[EXCERPT TO READ]
| FARM SCENE: Women
breaking through 'glass ceiling' on the farm
Editors Note: Judy McClaughry, quoted below, is a past
president of Oregon Women for Agriculture.
JOHN SEEWER, Associated Press Writer
Sunday, April 18, 2004 (04-18) 22:45 PDT (AP) -- Leisa Boley-Hellwarth
sees herself as an equal partner on her family's western Ohio dairy.
She does her share of the milking, and deals with vets and sales
people.
But it can be a struggle to get others to see her that way -- like
the machinery salesman who wouldn't let her write a check without
her husband's approval.
Often, she says, "The first words out of their mouth is 'Is
your husband home?"'
The number of women managing American farms has been increasing
steadily. It rose 13 percent -- to 236,269 -- between 1997 and 2002,
according to the latest census from the U.S. Department of Agriculture.
Nowadays, about one of every 10 farms is run by a woman.
Women have always worked on the farm, doing chores or keeping the
books, but now more are deciding what equipment to buy, selling
their crops and trading commodities.
"What surprises me is that women were locked into those traditional
roles for as long as they have been," said Judy McClaughry,
who took over the family's onion farm in Oregon when her husband
took another job. "In the business world, they would call it
the glass ceiling."
Farmers cite a number of reasons for the increase:
* More women are operating greenhouses and vegetable farms that
cater to a growing segment of agriculture that markets directly
to consumers.
* Many farmers have to take an off-farm job for extra income and
health benefits, often leaving the wife to become the primary operator.
* More daughters are returning home when their parents die or can't
keep up with the demands on the farm.
* Women are taking over the operations after their husbands die.
Whether they do the work themselves or rent the land to a neighbor,
they are still considered the primary operator.
Statistics support the idea that more widows are keeping their
farmland.

[PROBLEM SET]
1. From the article on women managing farms, list every reason that farmers give for the increase in women running farms.
2. Continue the article on women managing farms, starting after its final sentence.

[RECORDED DATA]

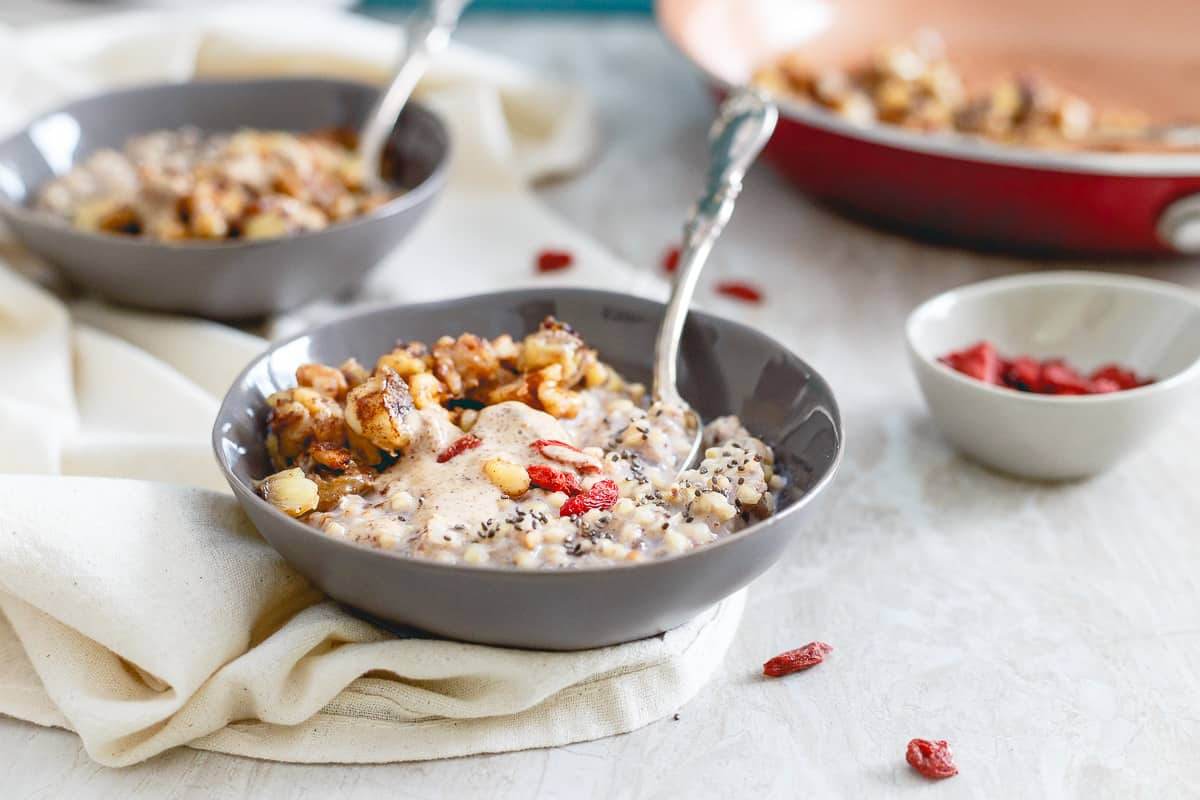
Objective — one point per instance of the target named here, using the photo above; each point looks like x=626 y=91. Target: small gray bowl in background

[ANSWERS IN ORDER]
1.
- More women are operating greenhouses and vegetable farms that serve the growing part of agriculture that sells directly to consumers.
- Many farmers take off-farm jobs for extra income and health benefits, which often leaves the wife as the primary operator.
- More daughters are returning home when their parents die or can no longer keep up with the demands of the farm.
- Women are taking over operations after their husbands die, and they count as the primary operator whether they do the work themselves or rent the land to a neighbor.

2.
Of the women who list themselves as the principal operator of all
U.S. farms, about three out of 10 are 65 or older, according to
the census. Only a fraction are 34 or younger.
Peggy Clark, who runs a 5,500-acre grain operation between Dayton
and Cincinnati with her husband, Mike, rents farmland from 15 women
who are either widowed or divorced.
Clark said it's unusual to find a woman who manages her own farm
without any help. "We're still in kind of a transition period
between the old way and the new way," she said.
Some widows keep their farms because they must pay capital gains
and estate taxes if they sell, said Ina Selfridge, president of
Women Involved in Farm Economics, a national group of about 1,000
members.
"She can't afford to divest the property, and therefore she
becomes a farmer at that point," said Selfridge, who lives
on a cattle ranch in Burdett, Kan. "If I were widowed, I'd
stay right here."
Women Involved in Farm Economics sued the federal government in
the early 1990s and forced it to allow wives to receive farm subsidies
for land they owned.
Previously, only women who were not married to a farmer were allowed
to get the payments. The farm bill had considered the farmer and
his wife as one person.
Selfridge said women on the farm "want to be treated just
like a man. They don't want to be patronized."
But it still happens.
Boley-Hellwarth, an attorney who works at home on her dairy farm
near Celina, Ohio, said she has found that not everyone has overcome
those gender stereotypes.
She'll tell a salesman who insists on speaking to her husband to
look at a calendar and remind him that women are allowed to own
land now.
She learned long ago that farming wasn't just for the men.
"My mother could do everything my dad did," she said.
"There's so much that goes on in a daily basis. Everybody does
what they can until we go to bed for a few hours."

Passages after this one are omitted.